**Instruction:** Please find each row below containing the string "blade" and copy those rows out in full.

— start Record set —

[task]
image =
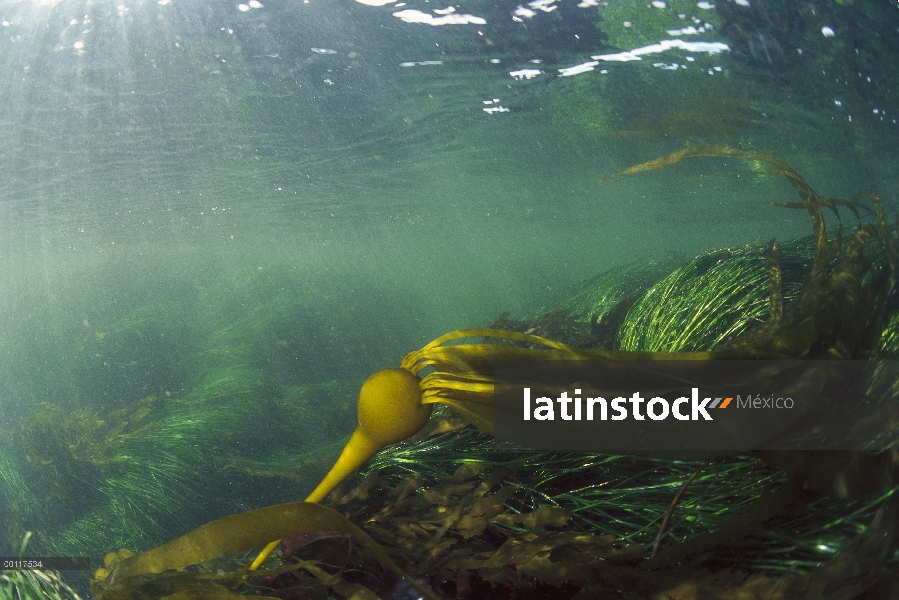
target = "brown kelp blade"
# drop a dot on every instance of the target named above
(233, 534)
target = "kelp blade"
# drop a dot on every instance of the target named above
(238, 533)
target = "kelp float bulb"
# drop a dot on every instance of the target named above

— end Record set —
— start Record set —

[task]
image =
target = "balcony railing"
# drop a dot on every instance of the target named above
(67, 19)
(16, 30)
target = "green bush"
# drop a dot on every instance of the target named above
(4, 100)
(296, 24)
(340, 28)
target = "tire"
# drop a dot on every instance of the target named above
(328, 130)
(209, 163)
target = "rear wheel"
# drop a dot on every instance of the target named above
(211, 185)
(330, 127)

— end Record set —

**Result of the task:**
target = "brown kelp blade"
target = "kelp blade"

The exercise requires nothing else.